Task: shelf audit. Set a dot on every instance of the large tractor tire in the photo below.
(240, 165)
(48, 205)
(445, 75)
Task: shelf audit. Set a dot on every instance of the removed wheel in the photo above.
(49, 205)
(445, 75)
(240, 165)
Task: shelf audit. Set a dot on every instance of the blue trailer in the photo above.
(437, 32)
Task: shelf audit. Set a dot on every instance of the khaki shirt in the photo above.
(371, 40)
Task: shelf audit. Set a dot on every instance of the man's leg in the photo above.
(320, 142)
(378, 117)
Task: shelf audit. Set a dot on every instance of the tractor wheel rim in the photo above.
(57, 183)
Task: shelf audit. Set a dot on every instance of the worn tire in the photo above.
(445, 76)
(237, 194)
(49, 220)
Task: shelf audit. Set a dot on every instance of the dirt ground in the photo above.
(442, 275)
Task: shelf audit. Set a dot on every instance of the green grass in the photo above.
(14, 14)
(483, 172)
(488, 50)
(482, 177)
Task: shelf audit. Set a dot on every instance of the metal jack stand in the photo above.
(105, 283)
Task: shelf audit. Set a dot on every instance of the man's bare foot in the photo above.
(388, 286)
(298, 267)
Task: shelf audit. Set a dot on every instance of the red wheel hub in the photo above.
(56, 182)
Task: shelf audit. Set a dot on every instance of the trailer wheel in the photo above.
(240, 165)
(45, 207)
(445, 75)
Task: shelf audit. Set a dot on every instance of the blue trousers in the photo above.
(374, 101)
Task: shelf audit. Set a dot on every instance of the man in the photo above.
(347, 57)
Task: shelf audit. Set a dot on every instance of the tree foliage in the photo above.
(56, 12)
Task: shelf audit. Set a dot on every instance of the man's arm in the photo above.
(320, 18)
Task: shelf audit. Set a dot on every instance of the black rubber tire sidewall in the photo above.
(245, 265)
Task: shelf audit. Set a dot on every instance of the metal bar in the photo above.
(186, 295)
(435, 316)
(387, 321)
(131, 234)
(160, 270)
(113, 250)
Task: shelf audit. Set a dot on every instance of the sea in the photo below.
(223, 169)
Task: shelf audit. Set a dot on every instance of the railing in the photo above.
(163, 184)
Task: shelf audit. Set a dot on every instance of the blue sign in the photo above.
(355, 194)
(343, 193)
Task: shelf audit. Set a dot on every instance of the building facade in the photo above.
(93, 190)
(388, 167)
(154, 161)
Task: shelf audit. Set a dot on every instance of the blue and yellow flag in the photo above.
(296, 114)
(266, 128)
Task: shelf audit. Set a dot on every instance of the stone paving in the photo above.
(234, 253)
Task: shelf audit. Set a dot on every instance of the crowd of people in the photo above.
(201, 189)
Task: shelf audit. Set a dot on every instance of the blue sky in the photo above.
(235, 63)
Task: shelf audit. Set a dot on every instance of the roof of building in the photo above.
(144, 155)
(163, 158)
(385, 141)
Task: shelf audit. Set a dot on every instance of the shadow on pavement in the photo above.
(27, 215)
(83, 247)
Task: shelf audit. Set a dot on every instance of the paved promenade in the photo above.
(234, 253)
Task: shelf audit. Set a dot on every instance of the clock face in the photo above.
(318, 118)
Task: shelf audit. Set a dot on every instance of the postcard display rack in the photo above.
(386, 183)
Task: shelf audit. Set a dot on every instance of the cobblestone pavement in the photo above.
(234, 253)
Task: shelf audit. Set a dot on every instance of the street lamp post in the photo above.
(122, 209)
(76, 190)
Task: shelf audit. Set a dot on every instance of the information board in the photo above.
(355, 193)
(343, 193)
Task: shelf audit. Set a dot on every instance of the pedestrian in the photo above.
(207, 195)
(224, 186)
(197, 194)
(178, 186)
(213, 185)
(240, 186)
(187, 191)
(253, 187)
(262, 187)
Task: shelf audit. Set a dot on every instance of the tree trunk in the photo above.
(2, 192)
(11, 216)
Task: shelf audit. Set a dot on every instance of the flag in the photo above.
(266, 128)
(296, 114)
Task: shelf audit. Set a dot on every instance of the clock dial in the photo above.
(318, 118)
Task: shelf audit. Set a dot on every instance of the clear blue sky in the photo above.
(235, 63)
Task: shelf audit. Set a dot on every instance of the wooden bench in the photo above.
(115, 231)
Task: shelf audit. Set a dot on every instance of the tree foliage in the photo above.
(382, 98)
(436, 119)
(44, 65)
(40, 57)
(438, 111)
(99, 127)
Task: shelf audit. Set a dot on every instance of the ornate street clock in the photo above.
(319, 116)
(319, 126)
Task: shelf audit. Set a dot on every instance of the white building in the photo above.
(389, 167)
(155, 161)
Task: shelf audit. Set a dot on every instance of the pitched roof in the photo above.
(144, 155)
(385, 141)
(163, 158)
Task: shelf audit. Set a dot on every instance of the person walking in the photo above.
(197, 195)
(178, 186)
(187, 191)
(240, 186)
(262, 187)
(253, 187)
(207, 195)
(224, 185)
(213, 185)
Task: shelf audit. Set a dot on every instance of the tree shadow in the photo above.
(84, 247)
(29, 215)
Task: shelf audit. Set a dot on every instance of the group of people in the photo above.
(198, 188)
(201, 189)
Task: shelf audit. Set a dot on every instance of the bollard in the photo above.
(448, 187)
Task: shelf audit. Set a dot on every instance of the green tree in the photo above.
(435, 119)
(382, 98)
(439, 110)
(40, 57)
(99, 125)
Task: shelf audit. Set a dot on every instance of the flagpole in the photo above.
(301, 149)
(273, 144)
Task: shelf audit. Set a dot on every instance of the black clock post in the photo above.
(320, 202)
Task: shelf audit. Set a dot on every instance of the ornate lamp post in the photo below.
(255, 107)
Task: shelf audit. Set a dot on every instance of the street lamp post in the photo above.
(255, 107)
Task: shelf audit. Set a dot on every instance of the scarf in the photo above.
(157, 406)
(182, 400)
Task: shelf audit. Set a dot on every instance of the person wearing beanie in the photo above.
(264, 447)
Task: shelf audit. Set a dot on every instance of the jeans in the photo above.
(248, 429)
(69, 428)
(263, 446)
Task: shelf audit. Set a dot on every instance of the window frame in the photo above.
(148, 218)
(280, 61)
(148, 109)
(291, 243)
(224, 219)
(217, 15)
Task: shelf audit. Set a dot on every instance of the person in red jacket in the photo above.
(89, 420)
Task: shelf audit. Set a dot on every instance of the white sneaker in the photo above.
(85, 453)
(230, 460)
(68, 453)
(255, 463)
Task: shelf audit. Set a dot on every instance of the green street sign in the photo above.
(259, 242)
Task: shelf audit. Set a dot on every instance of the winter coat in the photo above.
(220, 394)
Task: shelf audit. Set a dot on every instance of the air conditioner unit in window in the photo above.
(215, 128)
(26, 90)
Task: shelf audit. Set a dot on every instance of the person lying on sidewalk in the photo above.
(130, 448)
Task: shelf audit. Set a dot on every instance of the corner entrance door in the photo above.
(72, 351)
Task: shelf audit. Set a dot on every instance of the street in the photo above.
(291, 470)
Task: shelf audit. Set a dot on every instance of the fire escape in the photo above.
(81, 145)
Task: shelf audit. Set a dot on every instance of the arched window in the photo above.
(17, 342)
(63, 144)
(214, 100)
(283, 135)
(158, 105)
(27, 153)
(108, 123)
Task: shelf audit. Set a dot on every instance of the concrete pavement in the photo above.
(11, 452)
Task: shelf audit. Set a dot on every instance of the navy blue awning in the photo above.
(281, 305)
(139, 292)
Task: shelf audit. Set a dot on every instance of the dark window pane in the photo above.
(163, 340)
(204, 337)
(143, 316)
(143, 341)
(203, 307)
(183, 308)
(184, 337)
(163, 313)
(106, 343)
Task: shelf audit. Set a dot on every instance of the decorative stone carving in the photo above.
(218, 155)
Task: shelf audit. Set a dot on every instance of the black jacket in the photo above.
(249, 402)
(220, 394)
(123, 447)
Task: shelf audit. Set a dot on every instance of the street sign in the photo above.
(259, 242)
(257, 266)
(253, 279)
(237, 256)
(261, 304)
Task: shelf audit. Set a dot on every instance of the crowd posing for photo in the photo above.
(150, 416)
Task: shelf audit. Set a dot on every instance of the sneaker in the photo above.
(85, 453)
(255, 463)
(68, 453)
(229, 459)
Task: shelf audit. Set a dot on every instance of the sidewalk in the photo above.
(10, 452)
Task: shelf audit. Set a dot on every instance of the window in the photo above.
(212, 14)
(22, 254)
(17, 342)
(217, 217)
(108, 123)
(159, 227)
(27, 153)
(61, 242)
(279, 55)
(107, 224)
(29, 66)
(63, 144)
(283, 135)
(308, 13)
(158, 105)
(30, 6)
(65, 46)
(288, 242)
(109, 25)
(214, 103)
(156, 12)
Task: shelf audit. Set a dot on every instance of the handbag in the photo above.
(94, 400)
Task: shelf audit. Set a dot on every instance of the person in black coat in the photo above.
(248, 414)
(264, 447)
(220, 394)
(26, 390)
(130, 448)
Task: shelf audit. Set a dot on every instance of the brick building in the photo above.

### Your goal
Write out the lines above from the one containing "the window in the photo above." through the last, exactly as they are.

### Response to the exercise
Task: shelf audit. Set a dot on every instance of the window in the photo above.
(212, 14)
(22, 254)
(17, 342)
(217, 217)
(108, 123)
(159, 227)
(27, 153)
(61, 242)
(279, 55)
(107, 224)
(29, 66)
(63, 144)
(283, 135)
(308, 13)
(158, 105)
(30, 6)
(65, 46)
(288, 242)
(109, 25)
(214, 103)
(156, 12)
Task: shelf audit. Set a dot on every instance of the handbag in the photo above.
(94, 400)
Task: shelf audit. Set a dot on every instance of the person in black coat in the photo above.
(248, 414)
(264, 447)
(220, 394)
(26, 390)
(130, 448)
Task: shelf audit. Set a dot on every instance of the brick building in the photo above.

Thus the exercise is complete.